▶ _Task brief_
Only the lines that include "asked" should be copied from the data below.

(Region pointing data)

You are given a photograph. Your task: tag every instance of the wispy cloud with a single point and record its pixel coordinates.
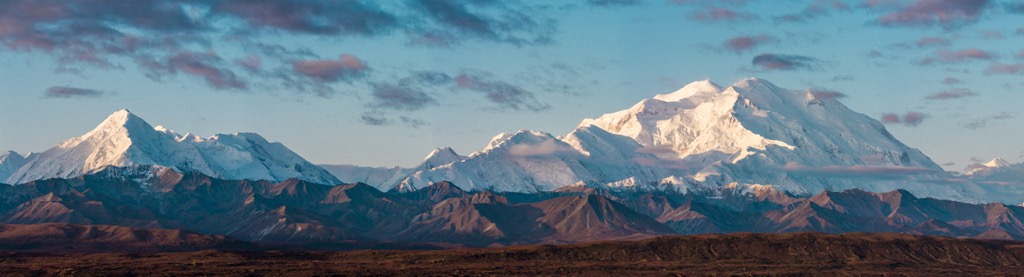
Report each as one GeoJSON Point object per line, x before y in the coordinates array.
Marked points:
{"type": "Point", "coordinates": [745, 43]}
{"type": "Point", "coordinates": [715, 14]}
{"type": "Point", "coordinates": [614, 2]}
{"type": "Point", "coordinates": [346, 66]}
{"type": "Point", "coordinates": [505, 95]}
{"type": "Point", "coordinates": [932, 41]}
{"type": "Point", "coordinates": [951, 81]}
{"type": "Point", "coordinates": [769, 61]}
{"type": "Point", "coordinates": [983, 122]}
{"type": "Point", "coordinates": [957, 56]}
{"type": "Point", "coordinates": [999, 67]}
{"type": "Point", "coordinates": [398, 97]}
{"type": "Point", "coordinates": [911, 119]}
{"type": "Point", "coordinates": [824, 94]}
{"type": "Point", "coordinates": [945, 13]}
{"type": "Point", "coordinates": [70, 92]}
{"type": "Point", "coordinates": [951, 94]}
{"type": "Point", "coordinates": [813, 10]}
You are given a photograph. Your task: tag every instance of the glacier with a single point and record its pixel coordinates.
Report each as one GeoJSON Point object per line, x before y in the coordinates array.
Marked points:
{"type": "Point", "coordinates": [704, 138]}
{"type": "Point", "coordinates": [123, 139]}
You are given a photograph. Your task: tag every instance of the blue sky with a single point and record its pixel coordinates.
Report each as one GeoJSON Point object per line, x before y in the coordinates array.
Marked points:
{"type": "Point", "coordinates": [381, 83]}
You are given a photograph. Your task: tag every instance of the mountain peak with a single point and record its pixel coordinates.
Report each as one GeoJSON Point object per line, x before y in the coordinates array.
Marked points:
{"type": "Point", "coordinates": [996, 163]}
{"type": "Point", "coordinates": [124, 139]}
{"type": "Point", "coordinates": [698, 87]}
{"type": "Point", "coordinates": [123, 119]}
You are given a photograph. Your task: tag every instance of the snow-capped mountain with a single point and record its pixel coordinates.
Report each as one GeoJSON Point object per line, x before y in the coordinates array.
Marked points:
{"type": "Point", "coordinates": [9, 163]}
{"type": "Point", "coordinates": [754, 132]}
{"type": "Point", "coordinates": [986, 168]}
{"type": "Point", "coordinates": [126, 140]}
{"type": "Point", "coordinates": [531, 162]}
{"type": "Point", "coordinates": [705, 137]}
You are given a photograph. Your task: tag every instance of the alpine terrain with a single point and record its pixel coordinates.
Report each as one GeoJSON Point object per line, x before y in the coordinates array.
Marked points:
{"type": "Point", "coordinates": [126, 140]}
{"type": "Point", "coordinates": [702, 138]}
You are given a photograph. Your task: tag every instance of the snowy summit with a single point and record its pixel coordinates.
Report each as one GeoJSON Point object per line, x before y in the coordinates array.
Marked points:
{"type": "Point", "coordinates": [126, 140]}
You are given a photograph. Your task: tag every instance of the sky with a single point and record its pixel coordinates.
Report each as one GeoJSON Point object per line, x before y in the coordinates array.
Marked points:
{"type": "Point", "coordinates": [382, 83]}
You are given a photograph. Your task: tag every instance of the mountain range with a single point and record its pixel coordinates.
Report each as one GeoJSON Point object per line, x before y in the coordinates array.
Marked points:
{"type": "Point", "coordinates": [295, 212]}
{"type": "Point", "coordinates": [125, 140]}
{"type": "Point", "coordinates": [748, 157]}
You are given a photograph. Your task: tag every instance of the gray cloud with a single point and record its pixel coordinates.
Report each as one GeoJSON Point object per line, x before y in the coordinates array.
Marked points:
{"type": "Point", "coordinates": [397, 97]}
{"type": "Point", "coordinates": [770, 61]}
{"type": "Point", "coordinates": [506, 95]}
{"type": "Point", "coordinates": [951, 94]}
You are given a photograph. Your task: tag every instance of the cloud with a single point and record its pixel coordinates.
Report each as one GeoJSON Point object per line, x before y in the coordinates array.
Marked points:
{"type": "Point", "coordinates": [400, 97]}
{"type": "Point", "coordinates": [951, 81]}
{"type": "Point", "coordinates": [784, 62]}
{"type": "Point", "coordinates": [346, 66]}
{"type": "Point", "coordinates": [70, 92]}
{"type": "Point", "coordinates": [839, 78]}
{"type": "Point", "coordinates": [614, 2]}
{"type": "Point", "coordinates": [911, 119]}
{"type": "Point", "coordinates": [951, 94]}
{"type": "Point", "coordinates": [546, 147]}
{"type": "Point", "coordinates": [506, 95]}
{"type": "Point", "coordinates": [957, 56]}
{"type": "Point", "coordinates": [824, 94]}
{"type": "Point", "coordinates": [745, 43]}
{"type": "Point", "coordinates": [815, 9]}
{"type": "Point", "coordinates": [451, 21]}
{"type": "Point", "coordinates": [992, 35]}
{"type": "Point", "coordinates": [932, 41]}
{"type": "Point", "coordinates": [164, 38]}
{"type": "Point", "coordinates": [983, 122]}
{"type": "Point", "coordinates": [714, 14]}
{"type": "Point", "coordinates": [945, 13]}
{"type": "Point", "coordinates": [317, 17]}
{"type": "Point", "coordinates": [374, 120]}
{"type": "Point", "coordinates": [205, 65]}
{"type": "Point", "coordinates": [856, 172]}
{"type": "Point", "coordinates": [1014, 7]}
{"type": "Point", "coordinates": [1005, 67]}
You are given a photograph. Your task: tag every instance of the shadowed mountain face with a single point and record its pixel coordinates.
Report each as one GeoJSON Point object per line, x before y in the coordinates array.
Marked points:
{"type": "Point", "coordinates": [296, 212]}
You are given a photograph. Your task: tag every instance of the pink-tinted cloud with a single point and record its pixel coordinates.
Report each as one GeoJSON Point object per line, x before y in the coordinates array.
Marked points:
{"type": "Point", "coordinates": [815, 9]}
{"type": "Point", "coordinates": [205, 65]}
{"type": "Point", "coordinates": [957, 56]}
{"type": "Point", "coordinates": [946, 13]}
{"type": "Point", "coordinates": [932, 41]}
{"type": "Point", "coordinates": [913, 119]}
{"type": "Point", "coordinates": [747, 43]}
{"type": "Point", "coordinates": [719, 14]}
{"type": "Point", "coordinates": [506, 95]}
{"type": "Point", "coordinates": [824, 94]}
{"type": "Point", "coordinates": [322, 17]}
{"type": "Point", "coordinates": [951, 94]}
{"type": "Point", "coordinates": [951, 81]}
{"type": "Point", "coordinates": [1005, 67]}
{"type": "Point", "coordinates": [345, 67]}
{"type": "Point", "coordinates": [992, 35]}
{"type": "Point", "coordinates": [769, 61]}
{"type": "Point", "coordinates": [70, 92]}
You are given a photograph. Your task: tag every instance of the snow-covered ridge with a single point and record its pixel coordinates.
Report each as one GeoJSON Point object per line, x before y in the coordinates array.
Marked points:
{"type": "Point", "coordinates": [126, 140]}
{"type": "Point", "coordinates": [705, 137]}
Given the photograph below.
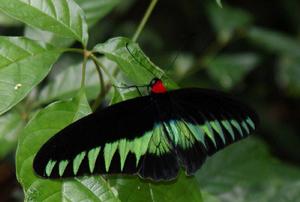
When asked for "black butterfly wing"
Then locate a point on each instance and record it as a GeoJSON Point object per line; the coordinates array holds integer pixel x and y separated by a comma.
{"type": "Point", "coordinates": [150, 136]}
{"type": "Point", "coordinates": [202, 122]}
{"type": "Point", "coordinates": [124, 138]}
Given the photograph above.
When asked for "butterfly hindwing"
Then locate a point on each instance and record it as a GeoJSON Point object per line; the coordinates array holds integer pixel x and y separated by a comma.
{"type": "Point", "coordinates": [204, 121]}
{"type": "Point", "coordinates": [152, 136]}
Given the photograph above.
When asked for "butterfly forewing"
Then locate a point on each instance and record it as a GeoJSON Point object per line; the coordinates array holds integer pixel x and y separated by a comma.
{"type": "Point", "coordinates": [152, 136]}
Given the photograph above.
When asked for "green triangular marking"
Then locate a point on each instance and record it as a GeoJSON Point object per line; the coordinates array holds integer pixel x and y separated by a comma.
{"type": "Point", "coordinates": [109, 151]}
{"type": "Point", "coordinates": [244, 124]}
{"type": "Point", "coordinates": [197, 132]}
{"type": "Point", "coordinates": [228, 127]}
{"type": "Point", "coordinates": [49, 167]}
{"type": "Point", "coordinates": [217, 127]}
{"type": "Point", "coordinates": [140, 145]}
{"type": "Point", "coordinates": [92, 157]}
{"type": "Point", "coordinates": [62, 167]}
{"type": "Point", "coordinates": [186, 138]}
{"type": "Point", "coordinates": [77, 161]}
{"type": "Point", "coordinates": [124, 147]}
{"type": "Point", "coordinates": [250, 122]}
{"type": "Point", "coordinates": [237, 126]}
{"type": "Point", "coordinates": [158, 144]}
{"type": "Point", "coordinates": [171, 127]}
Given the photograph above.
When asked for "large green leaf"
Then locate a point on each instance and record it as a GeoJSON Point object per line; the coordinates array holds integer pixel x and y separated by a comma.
{"type": "Point", "coordinates": [94, 10]}
{"type": "Point", "coordinates": [23, 64]}
{"type": "Point", "coordinates": [246, 172]}
{"type": "Point", "coordinates": [274, 41]}
{"type": "Point", "coordinates": [44, 125]}
{"type": "Point", "coordinates": [135, 190]}
{"type": "Point", "coordinates": [132, 61]}
{"type": "Point", "coordinates": [10, 126]}
{"type": "Point", "coordinates": [65, 84]}
{"type": "Point", "coordinates": [62, 17]}
{"type": "Point", "coordinates": [230, 69]}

▶ _Written solution_
When asked for "black butterfly wing"
When asked for "butterfly hindwing"
When asked for "butterfly forewing"
When asked for "green triangular marking"
When asked for "large green leaf"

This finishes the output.